:: The request ::
Find "Where can the person's head" in the material below, then copy that line and every subsequent line to the end, exactly.

***

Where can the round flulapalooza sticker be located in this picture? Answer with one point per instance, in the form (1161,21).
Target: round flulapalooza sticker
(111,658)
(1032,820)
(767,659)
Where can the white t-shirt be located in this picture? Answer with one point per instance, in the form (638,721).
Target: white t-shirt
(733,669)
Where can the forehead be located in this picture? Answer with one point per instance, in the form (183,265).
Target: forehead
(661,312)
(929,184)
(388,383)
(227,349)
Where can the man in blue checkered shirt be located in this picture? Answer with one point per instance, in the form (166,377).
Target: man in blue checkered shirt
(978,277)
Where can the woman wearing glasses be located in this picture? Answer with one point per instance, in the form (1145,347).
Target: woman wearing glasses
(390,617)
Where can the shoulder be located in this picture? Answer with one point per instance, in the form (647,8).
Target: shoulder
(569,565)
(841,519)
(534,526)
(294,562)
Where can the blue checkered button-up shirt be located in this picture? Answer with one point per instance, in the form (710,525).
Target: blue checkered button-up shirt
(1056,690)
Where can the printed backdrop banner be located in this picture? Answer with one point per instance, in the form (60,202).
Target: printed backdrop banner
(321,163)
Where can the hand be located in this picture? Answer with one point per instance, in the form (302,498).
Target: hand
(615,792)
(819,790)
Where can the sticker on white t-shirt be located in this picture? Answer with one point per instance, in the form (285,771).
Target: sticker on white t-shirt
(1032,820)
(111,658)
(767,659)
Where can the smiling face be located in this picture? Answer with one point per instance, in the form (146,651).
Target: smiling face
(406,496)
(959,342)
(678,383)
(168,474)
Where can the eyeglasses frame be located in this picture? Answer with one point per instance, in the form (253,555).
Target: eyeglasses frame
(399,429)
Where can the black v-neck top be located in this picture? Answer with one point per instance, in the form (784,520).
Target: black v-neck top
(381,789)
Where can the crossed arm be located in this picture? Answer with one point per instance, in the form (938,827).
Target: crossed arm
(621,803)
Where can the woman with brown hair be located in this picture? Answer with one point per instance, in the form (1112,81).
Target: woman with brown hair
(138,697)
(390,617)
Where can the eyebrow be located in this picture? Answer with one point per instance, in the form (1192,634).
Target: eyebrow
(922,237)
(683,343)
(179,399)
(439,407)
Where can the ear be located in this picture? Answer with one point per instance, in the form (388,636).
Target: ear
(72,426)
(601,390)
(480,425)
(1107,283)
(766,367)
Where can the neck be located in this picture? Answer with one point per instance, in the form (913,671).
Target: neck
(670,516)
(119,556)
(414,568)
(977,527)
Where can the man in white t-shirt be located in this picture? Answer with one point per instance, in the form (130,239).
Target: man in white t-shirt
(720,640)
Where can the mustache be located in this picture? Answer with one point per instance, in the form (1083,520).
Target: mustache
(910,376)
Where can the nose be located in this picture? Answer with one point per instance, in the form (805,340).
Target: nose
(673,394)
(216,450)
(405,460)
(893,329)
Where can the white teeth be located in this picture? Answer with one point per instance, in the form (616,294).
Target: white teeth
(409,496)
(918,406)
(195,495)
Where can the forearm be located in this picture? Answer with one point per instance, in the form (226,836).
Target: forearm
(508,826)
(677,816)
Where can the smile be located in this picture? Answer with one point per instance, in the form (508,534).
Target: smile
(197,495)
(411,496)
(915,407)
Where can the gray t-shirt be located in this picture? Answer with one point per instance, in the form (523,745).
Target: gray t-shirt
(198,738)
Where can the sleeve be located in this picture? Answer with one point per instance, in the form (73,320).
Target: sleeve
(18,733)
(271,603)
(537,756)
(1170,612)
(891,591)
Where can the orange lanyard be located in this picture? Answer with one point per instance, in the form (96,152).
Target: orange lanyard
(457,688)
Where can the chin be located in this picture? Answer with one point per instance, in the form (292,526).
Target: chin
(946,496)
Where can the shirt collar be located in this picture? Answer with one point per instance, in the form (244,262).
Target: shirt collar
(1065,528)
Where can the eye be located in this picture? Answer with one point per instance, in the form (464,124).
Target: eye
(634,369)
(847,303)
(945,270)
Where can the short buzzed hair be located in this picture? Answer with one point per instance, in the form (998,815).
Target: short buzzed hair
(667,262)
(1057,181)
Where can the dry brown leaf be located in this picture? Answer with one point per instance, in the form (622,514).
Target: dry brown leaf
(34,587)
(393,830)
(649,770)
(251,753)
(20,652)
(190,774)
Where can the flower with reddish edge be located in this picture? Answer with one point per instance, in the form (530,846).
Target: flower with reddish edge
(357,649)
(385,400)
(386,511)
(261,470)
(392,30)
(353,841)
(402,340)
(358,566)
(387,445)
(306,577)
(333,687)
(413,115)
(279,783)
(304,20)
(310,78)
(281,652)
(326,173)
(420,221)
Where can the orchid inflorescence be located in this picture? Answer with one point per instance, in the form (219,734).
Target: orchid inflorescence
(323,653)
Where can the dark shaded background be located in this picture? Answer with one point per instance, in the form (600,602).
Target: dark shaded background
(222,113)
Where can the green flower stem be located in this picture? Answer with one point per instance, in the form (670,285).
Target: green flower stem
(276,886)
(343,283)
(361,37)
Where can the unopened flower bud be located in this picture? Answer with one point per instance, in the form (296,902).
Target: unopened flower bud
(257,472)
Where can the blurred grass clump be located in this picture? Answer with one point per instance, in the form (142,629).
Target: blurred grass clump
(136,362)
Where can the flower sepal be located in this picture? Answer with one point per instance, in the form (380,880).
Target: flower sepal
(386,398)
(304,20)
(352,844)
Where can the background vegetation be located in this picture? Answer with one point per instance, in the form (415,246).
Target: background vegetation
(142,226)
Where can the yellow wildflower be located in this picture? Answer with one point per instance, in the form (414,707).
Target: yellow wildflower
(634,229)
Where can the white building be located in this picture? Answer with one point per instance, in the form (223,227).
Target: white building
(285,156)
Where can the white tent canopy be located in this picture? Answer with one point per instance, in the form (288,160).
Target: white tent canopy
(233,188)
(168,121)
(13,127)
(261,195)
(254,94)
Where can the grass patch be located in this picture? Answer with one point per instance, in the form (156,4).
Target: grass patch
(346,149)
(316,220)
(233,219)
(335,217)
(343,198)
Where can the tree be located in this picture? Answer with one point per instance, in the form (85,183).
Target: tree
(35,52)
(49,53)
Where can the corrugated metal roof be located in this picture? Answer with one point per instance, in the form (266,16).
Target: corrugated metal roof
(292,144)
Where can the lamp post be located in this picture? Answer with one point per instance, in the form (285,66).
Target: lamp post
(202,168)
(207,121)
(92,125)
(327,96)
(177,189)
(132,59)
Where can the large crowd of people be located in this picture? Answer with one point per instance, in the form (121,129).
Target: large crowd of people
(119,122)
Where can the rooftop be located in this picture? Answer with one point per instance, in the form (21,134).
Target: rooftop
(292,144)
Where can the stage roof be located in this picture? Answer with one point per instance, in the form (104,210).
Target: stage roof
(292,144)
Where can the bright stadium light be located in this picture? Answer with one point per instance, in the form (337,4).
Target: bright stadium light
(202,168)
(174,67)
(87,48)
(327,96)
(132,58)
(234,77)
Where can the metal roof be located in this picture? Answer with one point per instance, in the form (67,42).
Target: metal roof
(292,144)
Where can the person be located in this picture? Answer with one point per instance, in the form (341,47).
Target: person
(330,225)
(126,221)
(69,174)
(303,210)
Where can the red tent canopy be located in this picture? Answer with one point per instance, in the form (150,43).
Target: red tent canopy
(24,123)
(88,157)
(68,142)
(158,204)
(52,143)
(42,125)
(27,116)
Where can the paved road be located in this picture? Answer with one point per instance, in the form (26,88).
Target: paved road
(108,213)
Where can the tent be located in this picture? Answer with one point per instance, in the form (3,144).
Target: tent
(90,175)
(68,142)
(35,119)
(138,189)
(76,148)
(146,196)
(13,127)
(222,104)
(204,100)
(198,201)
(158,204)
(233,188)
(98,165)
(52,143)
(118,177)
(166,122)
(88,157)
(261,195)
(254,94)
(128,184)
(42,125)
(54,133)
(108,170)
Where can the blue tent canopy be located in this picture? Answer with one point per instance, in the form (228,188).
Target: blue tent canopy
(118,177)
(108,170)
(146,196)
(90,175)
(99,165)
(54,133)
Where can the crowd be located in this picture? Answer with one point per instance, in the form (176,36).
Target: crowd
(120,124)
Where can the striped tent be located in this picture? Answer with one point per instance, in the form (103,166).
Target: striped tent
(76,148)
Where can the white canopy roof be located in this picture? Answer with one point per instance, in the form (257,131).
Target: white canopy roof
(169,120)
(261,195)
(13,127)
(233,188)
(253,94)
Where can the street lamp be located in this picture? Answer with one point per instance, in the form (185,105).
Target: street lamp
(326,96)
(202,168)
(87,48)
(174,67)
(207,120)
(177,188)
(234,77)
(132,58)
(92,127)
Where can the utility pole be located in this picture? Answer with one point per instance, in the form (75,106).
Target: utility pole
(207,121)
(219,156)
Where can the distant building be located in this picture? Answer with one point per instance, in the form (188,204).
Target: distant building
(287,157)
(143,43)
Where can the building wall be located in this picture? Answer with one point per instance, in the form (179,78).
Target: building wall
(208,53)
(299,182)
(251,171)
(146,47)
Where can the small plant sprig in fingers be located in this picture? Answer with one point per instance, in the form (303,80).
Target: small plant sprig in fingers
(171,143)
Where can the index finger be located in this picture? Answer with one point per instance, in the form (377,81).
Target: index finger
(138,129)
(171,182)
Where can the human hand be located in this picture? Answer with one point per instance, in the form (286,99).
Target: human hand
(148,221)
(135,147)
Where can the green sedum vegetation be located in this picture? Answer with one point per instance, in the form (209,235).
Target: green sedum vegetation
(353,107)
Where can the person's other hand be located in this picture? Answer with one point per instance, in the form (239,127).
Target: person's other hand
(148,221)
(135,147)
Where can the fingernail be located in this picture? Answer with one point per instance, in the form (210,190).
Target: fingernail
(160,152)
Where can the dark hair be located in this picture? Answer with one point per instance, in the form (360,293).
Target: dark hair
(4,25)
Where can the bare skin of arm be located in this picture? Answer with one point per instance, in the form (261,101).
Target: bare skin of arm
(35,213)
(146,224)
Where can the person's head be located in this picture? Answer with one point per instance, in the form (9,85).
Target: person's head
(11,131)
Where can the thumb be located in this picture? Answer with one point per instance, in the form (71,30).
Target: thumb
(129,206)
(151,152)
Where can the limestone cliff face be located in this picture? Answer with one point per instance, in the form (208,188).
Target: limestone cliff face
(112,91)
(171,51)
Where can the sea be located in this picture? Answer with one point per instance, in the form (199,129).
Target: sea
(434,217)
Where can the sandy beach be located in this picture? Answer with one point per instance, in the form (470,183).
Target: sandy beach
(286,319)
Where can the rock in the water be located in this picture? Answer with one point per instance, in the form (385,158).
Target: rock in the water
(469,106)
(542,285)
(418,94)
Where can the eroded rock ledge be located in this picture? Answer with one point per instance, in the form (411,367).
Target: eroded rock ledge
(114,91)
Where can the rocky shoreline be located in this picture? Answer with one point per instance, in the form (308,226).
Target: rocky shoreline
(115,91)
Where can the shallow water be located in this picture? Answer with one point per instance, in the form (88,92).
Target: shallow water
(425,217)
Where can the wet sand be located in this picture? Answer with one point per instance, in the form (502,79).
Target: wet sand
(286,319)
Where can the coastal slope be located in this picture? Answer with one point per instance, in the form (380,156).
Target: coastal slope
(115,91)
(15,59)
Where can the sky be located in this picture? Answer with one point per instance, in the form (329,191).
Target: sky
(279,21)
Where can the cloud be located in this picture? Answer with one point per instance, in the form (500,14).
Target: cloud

***

:: Solution to the problem ::
Where can the person's head be located in this picture? Answer with one point per instance, in the form (9,85).
Target: person's head
(11,131)
Where can the thumb be located in this picture? Answer with one point per instance, in the form (71,30).
Target: thumb
(129,206)
(151,152)
Where can the limestone cliff face be located in this picture? Answer with one point per instance, in the form (208,188).
Target: limestone cliff face
(112,91)
(171,51)
Where can the sea be located in this picture? Answer with one point per instance, in the form (199,129).
Target: sea
(434,217)
Where can the sandy beach be located in this picture? Answer with one point per instance, in the form (470,183).
Target: sandy beach
(286,319)
Where can the rock in the water be located in this picture? Answer with one point per instance, in the form (385,158).
Target: rock in the water
(469,106)
(542,285)
(418,94)
Where can the eroded rock ledge be located in this picture? Answer with one point per instance, in the form (411,367).
Target: eroded rock ledge
(114,91)
Where can the rocky shoreline be located in this picture? Answer with one point per instance, in the form (308,226).
Target: rocky shoreline
(115,91)
Where can the shallow water be located in this picture? Answer with one point per instance, in the form (88,92).
Target: shallow water
(425,217)
Where can the wet sand be located in this picture? Answer with one point per instance, in the form (502,79).
Target: wet sand
(286,319)
Where can the coastal slope be located in this picture? Answer with one point per instance, in the form (380,156).
Target: coastal slope
(115,91)
(15,59)
Where can the sky be located in this picture? Answer with one point per instance, in the form (329,191).
Target: sky
(279,21)
Where can the cloud be located in this picture? Answer with one point per instance, in the form (500,14).
Target: cloud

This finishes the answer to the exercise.